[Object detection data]
##########

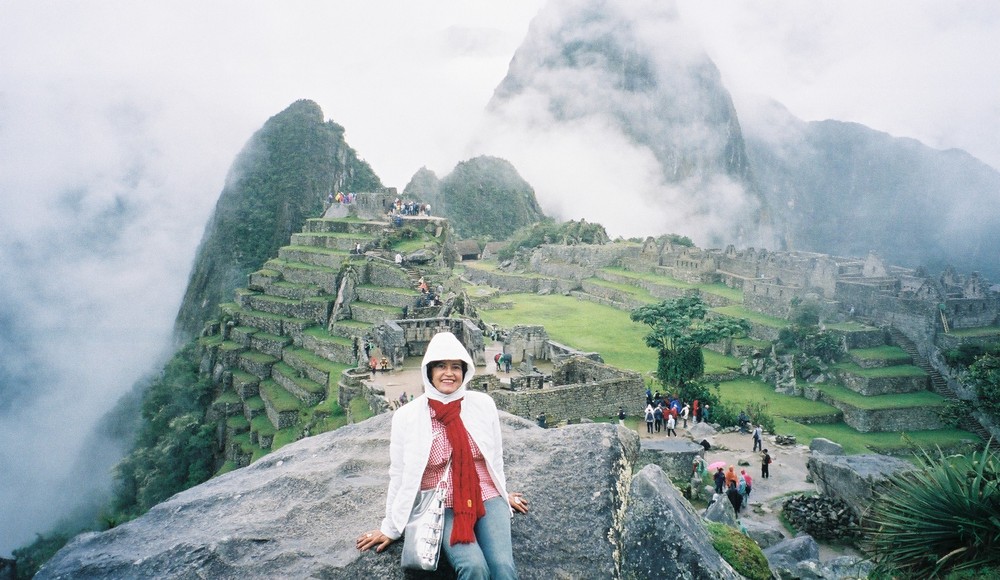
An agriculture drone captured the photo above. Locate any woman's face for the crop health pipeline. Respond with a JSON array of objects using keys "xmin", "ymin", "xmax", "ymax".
[{"xmin": 431, "ymin": 360, "xmax": 463, "ymax": 395}]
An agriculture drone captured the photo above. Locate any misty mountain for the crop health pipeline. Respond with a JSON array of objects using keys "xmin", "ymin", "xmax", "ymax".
[
  {"xmin": 487, "ymin": 0, "xmax": 1000, "ymax": 276},
  {"xmin": 438, "ymin": 155, "xmax": 545, "ymax": 240},
  {"xmin": 744, "ymin": 102, "xmax": 1000, "ymax": 278},
  {"xmin": 488, "ymin": 0, "xmax": 771, "ymax": 247},
  {"xmin": 175, "ymin": 100, "xmax": 382, "ymax": 338},
  {"xmin": 403, "ymin": 167, "xmax": 441, "ymax": 204}
]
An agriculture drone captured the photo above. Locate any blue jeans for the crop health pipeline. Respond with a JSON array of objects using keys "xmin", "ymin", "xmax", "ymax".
[{"xmin": 441, "ymin": 496, "xmax": 517, "ymax": 580}]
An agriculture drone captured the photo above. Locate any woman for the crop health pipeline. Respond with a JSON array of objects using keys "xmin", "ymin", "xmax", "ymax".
[{"xmin": 357, "ymin": 332, "xmax": 528, "ymax": 578}]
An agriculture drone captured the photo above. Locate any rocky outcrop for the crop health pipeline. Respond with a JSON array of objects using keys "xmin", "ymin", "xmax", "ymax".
[
  {"xmin": 806, "ymin": 452, "xmax": 913, "ymax": 520},
  {"xmin": 38, "ymin": 413, "xmax": 737, "ymax": 579},
  {"xmin": 621, "ymin": 465, "xmax": 742, "ymax": 579}
]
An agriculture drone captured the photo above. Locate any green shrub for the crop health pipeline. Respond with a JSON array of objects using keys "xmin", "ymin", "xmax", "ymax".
[
  {"xmin": 706, "ymin": 522, "xmax": 771, "ymax": 580},
  {"xmin": 865, "ymin": 446, "xmax": 1000, "ymax": 578}
]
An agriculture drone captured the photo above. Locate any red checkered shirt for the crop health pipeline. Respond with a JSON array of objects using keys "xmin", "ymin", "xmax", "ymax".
[{"xmin": 420, "ymin": 409, "xmax": 500, "ymax": 507}]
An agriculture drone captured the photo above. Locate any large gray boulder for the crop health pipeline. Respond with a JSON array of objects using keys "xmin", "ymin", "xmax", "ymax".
[
  {"xmin": 806, "ymin": 453, "xmax": 914, "ymax": 523},
  {"xmin": 620, "ymin": 465, "xmax": 742, "ymax": 579},
  {"xmin": 38, "ymin": 413, "xmax": 725, "ymax": 580},
  {"xmin": 764, "ymin": 534, "xmax": 819, "ymax": 578}
]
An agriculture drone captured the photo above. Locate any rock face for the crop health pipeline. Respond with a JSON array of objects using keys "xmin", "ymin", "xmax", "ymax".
[
  {"xmin": 620, "ymin": 465, "xmax": 741, "ymax": 579},
  {"xmin": 37, "ymin": 413, "xmax": 752, "ymax": 579},
  {"xmin": 806, "ymin": 453, "xmax": 913, "ymax": 519}
]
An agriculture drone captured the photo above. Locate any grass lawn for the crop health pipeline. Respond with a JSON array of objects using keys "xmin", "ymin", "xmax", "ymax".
[
  {"xmin": 832, "ymin": 362, "xmax": 927, "ymax": 379},
  {"xmin": 850, "ymin": 344, "xmax": 913, "ymax": 362},
  {"xmin": 815, "ymin": 384, "xmax": 947, "ymax": 411},
  {"xmin": 711, "ymin": 306, "xmax": 791, "ymax": 328},
  {"xmin": 719, "ymin": 378, "xmax": 840, "ymax": 419},
  {"xmin": 479, "ymin": 294, "xmax": 660, "ymax": 373}
]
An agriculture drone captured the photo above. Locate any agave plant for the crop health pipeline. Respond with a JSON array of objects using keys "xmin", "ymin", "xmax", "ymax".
[{"xmin": 865, "ymin": 445, "xmax": 1000, "ymax": 578}]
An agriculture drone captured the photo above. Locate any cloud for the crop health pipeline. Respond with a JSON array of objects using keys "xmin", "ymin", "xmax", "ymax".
[{"xmin": 0, "ymin": 0, "xmax": 1000, "ymax": 553}]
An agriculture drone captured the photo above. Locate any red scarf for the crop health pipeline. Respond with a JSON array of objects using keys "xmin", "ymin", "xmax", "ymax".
[{"xmin": 427, "ymin": 399, "xmax": 486, "ymax": 546}]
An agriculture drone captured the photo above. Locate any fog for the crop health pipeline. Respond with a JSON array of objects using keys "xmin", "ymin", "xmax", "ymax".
[{"xmin": 0, "ymin": 0, "xmax": 1000, "ymax": 555}]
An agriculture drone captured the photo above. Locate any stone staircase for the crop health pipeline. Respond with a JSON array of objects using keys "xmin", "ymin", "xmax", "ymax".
[
  {"xmin": 889, "ymin": 327, "xmax": 1000, "ymax": 451},
  {"xmin": 201, "ymin": 218, "xmax": 430, "ymax": 467}
]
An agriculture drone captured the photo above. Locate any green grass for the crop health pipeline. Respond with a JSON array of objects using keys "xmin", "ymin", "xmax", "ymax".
[
  {"xmin": 271, "ymin": 425, "xmax": 301, "ymax": 451},
  {"xmin": 775, "ymin": 419, "xmax": 979, "ymax": 455},
  {"xmin": 704, "ymin": 348, "xmax": 740, "ymax": 375},
  {"xmin": 814, "ymin": 384, "xmax": 947, "ymax": 411},
  {"xmin": 479, "ymin": 294, "xmax": 656, "ymax": 373},
  {"xmin": 719, "ymin": 378, "xmax": 840, "ymax": 420},
  {"xmin": 711, "ymin": 305, "xmax": 791, "ymax": 329},
  {"xmin": 832, "ymin": 362, "xmax": 927, "ymax": 379},
  {"xmin": 603, "ymin": 268, "xmax": 743, "ymax": 303},
  {"xmin": 260, "ymin": 379, "xmax": 302, "ymax": 412},
  {"xmin": 948, "ymin": 326, "xmax": 1000, "ymax": 338},
  {"xmin": 302, "ymin": 326, "xmax": 354, "ymax": 347},
  {"xmin": 350, "ymin": 397, "xmax": 375, "ymax": 423},
  {"xmin": 705, "ymin": 522, "xmax": 772, "ymax": 580},
  {"xmin": 226, "ymin": 415, "xmax": 250, "ymax": 431},
  {"xmin": 250, "ymin": 415, "xmax": 275, "ymax": 436},
  {"xmin": 850, "ymin": 344, "xmax": 913, "ymax": 361},
  {"xmin": 587, "ymin": 278, "xmax": 660, "ymax": 304}
]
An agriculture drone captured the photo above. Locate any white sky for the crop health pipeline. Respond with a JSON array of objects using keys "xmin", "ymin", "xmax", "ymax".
[{"xmin": 0, "ymin": 0, "xmax": 1000, "ymax": 555}]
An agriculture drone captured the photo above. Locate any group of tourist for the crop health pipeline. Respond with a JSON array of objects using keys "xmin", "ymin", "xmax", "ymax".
[
  {"xmin": 386, "ymin": 197, "xmax": 431, "ymax": 216},
  {"xmin": 326, "ymin": 191, "xmax": 357, "ymax": 207},
  {"xmin": 642, "ymin": 389, "xmax": 709, "ymax": 437}
]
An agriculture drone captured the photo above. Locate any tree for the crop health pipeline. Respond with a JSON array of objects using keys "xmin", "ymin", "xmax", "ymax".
[{"xmin": 631, "ymin": 295, "xmax": 750, "ymax": 396}]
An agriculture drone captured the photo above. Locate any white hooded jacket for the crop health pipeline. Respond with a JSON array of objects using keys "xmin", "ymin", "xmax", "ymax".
[{"xmin": 380, "ymin": 332, "xmax": 513, "ymax": 540}]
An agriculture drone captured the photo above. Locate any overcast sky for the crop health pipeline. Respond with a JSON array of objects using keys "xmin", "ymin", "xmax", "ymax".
[{"xmin": 0, "ymin": 0, "xmax": 1000, "ymax": 555}]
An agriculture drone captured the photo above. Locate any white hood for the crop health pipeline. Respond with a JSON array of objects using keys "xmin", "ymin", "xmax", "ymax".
[{"xmin": 420, "ymin": 332, "xmax": 476, "ymax": 403}]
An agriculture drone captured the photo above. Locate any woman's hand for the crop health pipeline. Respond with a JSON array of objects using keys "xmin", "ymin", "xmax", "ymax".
[
  {"xmin": 507, "ymin": 492, "xmax": 528, "ymax": 514},
  {"xmin": 357, "ymin": 530, "xmax": 393, "ymax": 552}
]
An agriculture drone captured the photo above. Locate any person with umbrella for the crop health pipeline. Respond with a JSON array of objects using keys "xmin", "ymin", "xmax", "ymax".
[{"xmin": 708, "ymin": 463, "xmax": 726, "ymax": 493}]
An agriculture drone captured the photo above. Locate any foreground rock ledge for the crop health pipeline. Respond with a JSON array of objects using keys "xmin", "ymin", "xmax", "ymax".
[{"xmin": 37, "ymin": 413, "xmax": 733, "ymax": 580}]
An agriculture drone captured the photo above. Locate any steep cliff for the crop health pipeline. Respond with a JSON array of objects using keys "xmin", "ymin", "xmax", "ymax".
[{"xmin": 175, "ymin": 100, "xmax": 382, "ymax": 339}]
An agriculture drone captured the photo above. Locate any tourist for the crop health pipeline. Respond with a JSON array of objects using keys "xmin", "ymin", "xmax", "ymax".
[
  {"xmin": 726, "ymin": 465, "xmax": 736, "ymax": 487},
  {"xmin": 726, "ymin": 484, "xmax": 743, "ymax": 518},
  {"xmin": 740, "ymin": 469, "xmax": 753, "ymax": 504},
  {"xmin": 712, "ymin": 467, "xmax": 726, "ymax": 493},
  {"xmin": 356, "ymin": 332, "xmax": 528, "ymax": 578}
]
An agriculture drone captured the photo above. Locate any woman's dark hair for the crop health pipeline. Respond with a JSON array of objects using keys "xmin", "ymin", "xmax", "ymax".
[{"xmin": 424, "ymin": 360, "xmax": 469, "ymax": 384}]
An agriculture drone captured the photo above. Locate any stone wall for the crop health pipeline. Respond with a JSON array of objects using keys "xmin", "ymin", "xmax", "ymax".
[
  {"xmin": 373, "ymin": 318, "xmax": 486, "ymax": 366},
  {"xmin": 802, "ymin": 386, "xmax": 948, "ymax": 433},
  {"xmin": 490, "ymin": 356, "xmax": 646, "ymax": 424}
]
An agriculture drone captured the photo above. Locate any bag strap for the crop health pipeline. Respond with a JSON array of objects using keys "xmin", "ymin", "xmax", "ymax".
[{"xmin": 436, "ymin": 453, "xmax": 454, "ymax": 489}]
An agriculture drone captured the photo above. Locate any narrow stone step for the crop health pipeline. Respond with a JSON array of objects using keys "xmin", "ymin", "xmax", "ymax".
[
  {"xmin": 271, "ymin": 362, "xmax": 326, "ymax": 407},
  {"xmin": 260, "ymin": 379, "xmax": 302, "ymax": 430}
]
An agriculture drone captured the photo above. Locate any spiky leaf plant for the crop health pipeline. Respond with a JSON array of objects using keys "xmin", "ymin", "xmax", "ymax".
[{"xmin": 866, "ymin": 445, "xmax": 1000, "ymax": 578}]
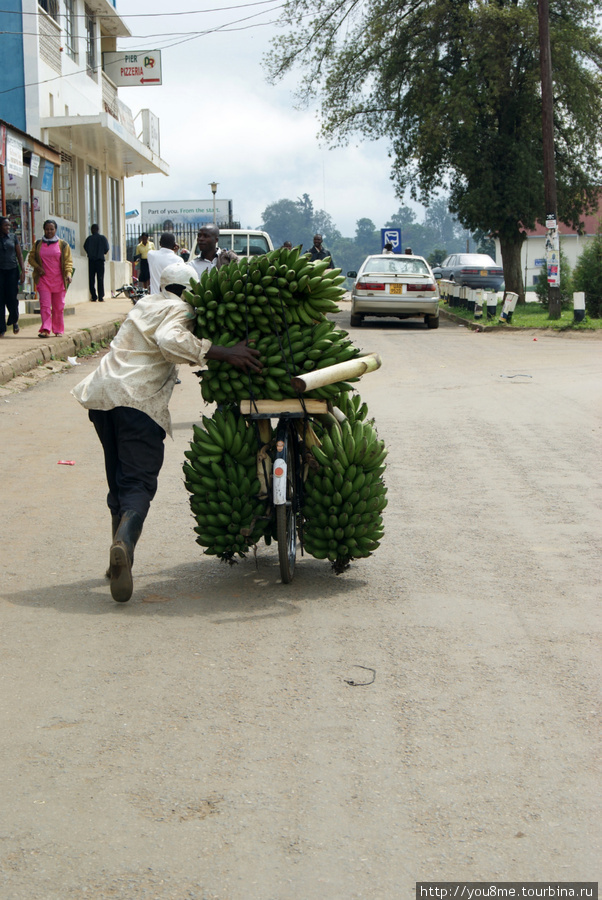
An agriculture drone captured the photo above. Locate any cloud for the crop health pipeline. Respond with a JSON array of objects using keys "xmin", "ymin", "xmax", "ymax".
[{"xmin": 119, "ymin": 0, "xmax": 418, "ymax": 235}]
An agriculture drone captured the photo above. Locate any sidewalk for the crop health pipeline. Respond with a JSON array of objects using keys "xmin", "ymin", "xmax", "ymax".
[{"xmin": 0, "ymin": 297, "xmax": 132, "ymax": 384}]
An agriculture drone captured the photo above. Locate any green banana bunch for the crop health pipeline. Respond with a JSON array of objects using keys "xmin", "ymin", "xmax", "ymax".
[
  {"xmin": 335, "ymin": 392, "xmax": 374, "ymax": 426},
  {"xmin": 183, "ymin": 409, "xmax": 267, "ymax": 562},
  {"xmin": 190, "ymin": 247, "xmax": 345, "ymax": 340},
  {"xmin": 200, "ymin": 320, "xmax": 360, "ymax": 403},
  {"xmin": 302, "ymin": 412, "xmax": 387, "ymax": 574}
]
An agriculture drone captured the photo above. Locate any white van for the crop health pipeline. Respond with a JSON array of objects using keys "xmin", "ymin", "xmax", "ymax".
[{"xmin": 209, "ymin": 228, "xmax": 274, "ymax": 256}]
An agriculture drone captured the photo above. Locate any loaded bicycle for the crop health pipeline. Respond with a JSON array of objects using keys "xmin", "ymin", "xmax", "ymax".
[{"xmin": 184, "ymin": 248, "xmax": 386, "ymax": 583}]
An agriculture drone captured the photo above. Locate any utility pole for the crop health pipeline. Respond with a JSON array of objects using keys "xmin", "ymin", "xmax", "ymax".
[{"xmin": 537, "ymin": 0, "xmax": 561, "ymax": 319}]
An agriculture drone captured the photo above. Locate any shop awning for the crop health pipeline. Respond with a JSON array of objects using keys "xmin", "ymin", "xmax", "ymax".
[
  {"xmin": 40, "ymin": 112, "xmax": 169, "ymax": 178},
  {"xmin": 86, "ymin": 0, "xmax": 132, "ymax": 37}
]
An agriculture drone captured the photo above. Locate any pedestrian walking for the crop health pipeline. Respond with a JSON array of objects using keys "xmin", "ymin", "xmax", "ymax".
[
  {"xmin": 134, "ymin": 231, "xmax": 155, "ymax": 290},
  {"xmin": 0, "ymin": 216, "xmax": 25, "ymax": 338},
  {"xmin": 73, "ymin": 260, "xmax": 261, "ymax": 602},
  {"xmin": 84, "ymin": 225, "xmax": 109, "ymax": 303},
  {"xmin": 147, "ymin": 231, "xmax": 178, "ymax": 294},
  {"xmin": 27, "ymin": 219, "xmax": 73, "ymax": 337}
]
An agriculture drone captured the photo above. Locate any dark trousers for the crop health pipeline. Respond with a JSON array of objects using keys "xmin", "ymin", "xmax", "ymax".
[
  {"xmin": 88, "ymin": 406, "xmax": 165, "ymax": 519},
  {"xmin": 0, "ymin": 268, "xmax": 19, "ymax": 334},
  {"xmin": 88, "ymin": 259, "xmax": 105, "ymax": 300}
]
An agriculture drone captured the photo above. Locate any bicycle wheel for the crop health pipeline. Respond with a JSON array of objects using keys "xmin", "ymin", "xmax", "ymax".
[{"xmin": 276, "ymin": 427, "xmax": 298, "ymax": 584}]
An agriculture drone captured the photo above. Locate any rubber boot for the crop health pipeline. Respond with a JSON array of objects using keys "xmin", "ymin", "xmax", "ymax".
[
  {"xmin": 105, "ymin": 513, "xmax": 121, "ymax": 578},
  {"xmin": 110, "ymin": 509, "xmax": 144, "ymax": 603}
]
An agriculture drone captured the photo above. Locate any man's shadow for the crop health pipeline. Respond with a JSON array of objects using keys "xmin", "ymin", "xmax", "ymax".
[{"xmin": 3, "ymin": 554, "xmax": 367, "ymax": 624}]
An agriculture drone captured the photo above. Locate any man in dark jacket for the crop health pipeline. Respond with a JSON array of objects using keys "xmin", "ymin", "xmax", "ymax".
[
  {"xmin": 84, "ymin": 225, "xmax": 109, "ymax": 303},
  {"xmin": 0, "ymin": 216, "xmax": 25, "ymax": 337},
  {"xmin": 306, "ymin": 234, "xmax": 334, "ymax": 269}
]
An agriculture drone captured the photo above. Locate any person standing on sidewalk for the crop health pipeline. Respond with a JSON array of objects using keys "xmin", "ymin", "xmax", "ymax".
[
  {"xmin": 0, "ymin": 216, "xmax": 25, "ymax": 338},
  {"xmin": 190, "ymin": 225, "xmax": 238, "ymax": 280},
  {"xmin": 134, "ymin": 231, "xmax": 155, "ymax": 290},
  {"xmin": 27, "ymin": 219, "xmax": 73, "ymax": 337},
  {"xmin": 84, "ymin": 225, "xmax": 109, "ymax": 303},
  {"xmin": 147, "ymin": 231, "xmax": 178, "ymax": 294},
  {"xmin": 72, "ymin": 260, "xmax": 261, "ymax": 603}
]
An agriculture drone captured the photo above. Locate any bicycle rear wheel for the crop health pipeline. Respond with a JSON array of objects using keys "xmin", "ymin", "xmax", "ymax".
[{"xmin": 276, "ymin": 426, "xmax": 298, "ymax": 584}]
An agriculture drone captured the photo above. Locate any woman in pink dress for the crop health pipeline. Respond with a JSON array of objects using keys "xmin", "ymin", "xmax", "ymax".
[{"xmin": 28, "ymin": 219, "xmax": 73, "ymax": 337}]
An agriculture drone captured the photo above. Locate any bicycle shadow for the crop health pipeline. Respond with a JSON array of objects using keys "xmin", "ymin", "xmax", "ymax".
[{"xmin": 3, "ymin": 556, "xmax": 369, "ymax": 624}]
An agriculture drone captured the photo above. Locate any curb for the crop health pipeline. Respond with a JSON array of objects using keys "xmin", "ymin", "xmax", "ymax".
[
  {"xmin": 0, "ymin": 316, "xmax": 125, "ymax": 384},
  {"xmin": 439, "ymin": 307, "xmax": 526, "ymax": 331}
]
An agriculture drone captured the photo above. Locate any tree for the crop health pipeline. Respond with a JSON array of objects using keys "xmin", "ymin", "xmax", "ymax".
[
  {"xmin": 560, "ymin": 232, "xmax": 602, "ymax": 319},
  {"xmin": 268, "ymin": 0, "xmax": 602, "ymax": 298}
]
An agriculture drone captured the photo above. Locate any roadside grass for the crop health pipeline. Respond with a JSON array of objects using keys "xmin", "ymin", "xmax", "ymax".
[
  {"xmin": 440, "ymin": 301, "xmax": 602, "ymax": 331},
  {"xmin": 75, "ymin": 338, "xmax": 111, "ymax": 357}
]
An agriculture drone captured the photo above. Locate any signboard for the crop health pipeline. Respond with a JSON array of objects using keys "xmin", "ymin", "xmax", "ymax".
[
  {"xmin": 102, "ymin": 50, "xmax": 162, "ymax": 87},
  {"xmin": 140, "ymin": 198, "xmax": 232, "ymax": 231},
  {"xmin": 6, "ymin": 134, "xmax": 23, "ymax": 175},
  {"xmin": 546, "ymin": 228, "xmax": 560, "ymax": 287},
  {"xmin": 380, "ymin": 228, "xmax": 401, "ymax": 253},
  {"xmin": 33, "ymin": 159, "xmax": 54, "ymax": 191}
]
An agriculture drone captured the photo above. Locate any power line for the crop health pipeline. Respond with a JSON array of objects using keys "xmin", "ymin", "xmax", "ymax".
[
  {"xmin": 0, "ymin": 0, "xmax": 273, "ymax": 17},
  {"xmin": 0, "ymin": 7, "xmax": 283, "ymax": 95}
]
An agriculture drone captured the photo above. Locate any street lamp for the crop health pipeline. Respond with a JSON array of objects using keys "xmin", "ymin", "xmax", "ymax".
[{"xmin": 209, "ymin": 181, "xmax": 218, "ymax": 225}]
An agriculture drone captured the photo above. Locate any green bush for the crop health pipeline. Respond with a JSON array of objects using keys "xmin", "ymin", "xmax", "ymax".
[
  {"xmin": 573, "ymin": 232, "xmax": 602, "ymax": 319},
  {"xmin": 535, "ymin": 247, "xmax": 575, "ymax": 309}
]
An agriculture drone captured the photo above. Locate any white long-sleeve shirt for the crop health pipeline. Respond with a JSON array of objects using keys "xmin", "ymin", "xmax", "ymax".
[
  {"xmin": 72, "ymin": 291, "xmax": 211, "ymax": 435},
  {"xmin": 146, "ymin": 247, "xmax": 179, "ymax": 294}
]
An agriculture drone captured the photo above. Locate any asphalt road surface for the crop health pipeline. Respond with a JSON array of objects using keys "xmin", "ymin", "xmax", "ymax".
[{"xmin": 0, "ymin": 313, "xmax": 602, "ymax": 900}]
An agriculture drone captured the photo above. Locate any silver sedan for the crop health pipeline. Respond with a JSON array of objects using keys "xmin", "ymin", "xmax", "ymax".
[{"xmin": 347, "ymin": 253, "xmax": 439, "ymax": 328}]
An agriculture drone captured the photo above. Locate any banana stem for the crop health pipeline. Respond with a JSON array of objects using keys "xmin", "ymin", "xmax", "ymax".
[{"xmin": 291, "ymin": 353, "xmax": 382, "ymax": 394}]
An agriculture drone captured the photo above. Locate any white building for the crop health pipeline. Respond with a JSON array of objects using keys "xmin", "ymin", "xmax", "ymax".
[
  {"xmin": 495, "ymin": 206, "xmax": 602, "ymax": 288},
  {"xmin": 0, "ymin": 0, "xmax": 168, "ymax": 303}
]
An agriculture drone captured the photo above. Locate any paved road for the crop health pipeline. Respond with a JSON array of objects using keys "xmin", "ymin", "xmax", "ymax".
[{"xmin": 0, "ymin": 314, "xmax": 602, "ymax": 900}]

##########

• [SHORT TASK] How many of the lines above contain the string "grass"? Reply with the number alone.

• [THE RESULT] 3